REQUIRED TASKS:
A. In the ISOBIO project summary, rewrite the passage from "The specific objectives" up to and including "and mould growth.", putting "green materials" in place of "sustainable materials".
B. For each statement about the ISOBIO project summary, answer yes or no and quote the words of the summary that settle it. (i) The market survey found 231 products from 66 manufacturers. (ii) The surface treatment of hemp shiv had a significant effect on its moisture buffering. (iii) The materials being developed contain volatile organic compounds.

Community Research and Development Information Service - CORDIS

H2020

ISOBIO Report Summary

Project ID: 636835
Funded under: H2020-EU.2.1.5.2.

Periodic Reporting for period 1 - ISOBIO (Development and Demonstration of Highly Insulating, Construction Materials from Bio-derived Aggregates)

Reporting period: 2015-02-01 to 2016-07-31

Summary of the context and overall objectives of the project

Energy consumption associated with the built environment can be separated between construction materials and heating in use, it is possible to appreciate the relative impact that these have on the environmental impact of the construction sector. As energy consumption reduces towards the target of 15kWh/m2/annum, so the relative impact of construction materials increases from an 8% to 60%, based on a 100 year life-span. It is therefore an important issue that will affect the market for construction materials in the near future, whether for new build or for the renovation of existing buildings.

To reduce the energy required for construction purposes it is necessary to develop new materials that demand less energy during their manufacture and assembly. Bio-sourced materials for construction have been widely and successfully used for centuries. However, these materials are not used in mass or large construction projects, where industrial scale, high volume, low cost, high embedded energy materials dominate. Globally this sector had an annual value of €2.4 trillion in 2012 and accounted for 40% of man-made CO2 emissions. In the European Union, the built environment accounts for 40% of energy consumption and 36% of CO2 emissions, of which heating and cooling account for 60% of those emissions. The challenge of decarbonising construction is a significant one and is not being met by conventional construction techniques and materials.

Against this backdrop, a new class of low environmental impact construction materials ‘eco-materials’ have become important in the struggle against global warming. The ISOBIO project aims to identify, evaluate and assess the available bio-based aggregates and binders to enable the selection of the most effective constituents which can then be assembled into novel composite materials. The performance of these composite materials can then be measured and compared with their conventional counterparts.

The specific objectives of the ISOBIO project are to produce novel, fully functioning vapour permeable panels and wet applied materials, that are 20% more insulating and will deliver a reduction in embodied energy of 50% compared to conventional materials. To encourage adoption of these materials the aim is for them to have a whole life cost no more than 85% of comparative current materials.

The sustainable materials under development in the ISOBIO project do not contain or use in their manufacture volatile organic compounds (VOCs). In addition, their high porosity provides a moisture buffering effect which can help to regulate humidity and prevent rapid and significant variations. These characteristics will help in enhancing the quality of air within buildings and are expected to reduce the risk of condensation and mould growth.

The validation of the performance of components made from these sustainable materials will allow the European SMEs involved in the project to demonstrate the advantages of these products, providing them with a competitive advantage.

Work performed from the beginning of the project to the end of the period covered by the report and main results achieved so far

The project has followed a materials-by-design methodology. A survey of the commercially available bio-aggregates has been undertaken to provide an assessment of the market place. A total of 231 products from 66 different manufacturers were identified and were categorised according to composition, form and functional use and indicating their advantages and disadvantages. Detailed examination and characterisation these bio-aggregates has been carried out using a range of analytical and measurement methods. Existing testing standards have been used, but new assessment methodologies are also being developed to allow some of the key properties of these sustainable materials to be properly measured. The design and development of novel surface treatment to bio-aggregates such as hemp shiv has been shown to provide significant improvements to the repellence of liquid water. Some impact on the moisture buffering capability of the treated hemp shiv was measured but this was not viewed as being significant. A range of mineral binders including clay and lime based products as well as sol-gel derived hybrids have been identified and included into the composite material fabrication activity of the project. Preliminary methods to improve the compatibility between the mineral binders and the organic bio-aggregates have been established, as has a novel method to reduce the carbon footprint of the lime based binders. Bio-sourced binders have also been examined. These range from non-additive methods such as lignin release under hydrothermal conditions through to the introduction of specific bio-derived materials such as waste products from paper or certain food manufacturing processes.

MATERIAL:

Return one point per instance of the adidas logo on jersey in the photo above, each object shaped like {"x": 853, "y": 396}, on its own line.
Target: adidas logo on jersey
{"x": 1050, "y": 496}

ANSWERS TO THE EXERCISE:
A.
The specific objectives of the ISOBIO project are to produce novel, fully functioning vapour permeable panels and wet applied materials, that are 20% more insulating and will deliver a reduction in embodied energy of 50% compared to conventional materials. To encourage adoption of these materials the aim is for them to have a whole life cost no more than 85% of comparative current materials.

The green materials under development in the ISOBIO project do not contain or use in their manufacture volatile organic compounds (VOCs). In addition, their high porosity provides a moisture buffering effect which can help to regulate humidity and prevent rapid and significant variations. These characteristics will help in enhancing the quality of air within buildings and are expected to reduce the risk of condensation and mould growth.

B.
(i) Yes: "A total of 231 products from 66 different manufacturers were identified"
(ii) No: "Some impact on the moisture buffering capability of the treated hemp shiv was measured but this was not viewed as being significant."
(iii) No: "do not contain or use in their manufacture volatile organic compounds (VOCs)"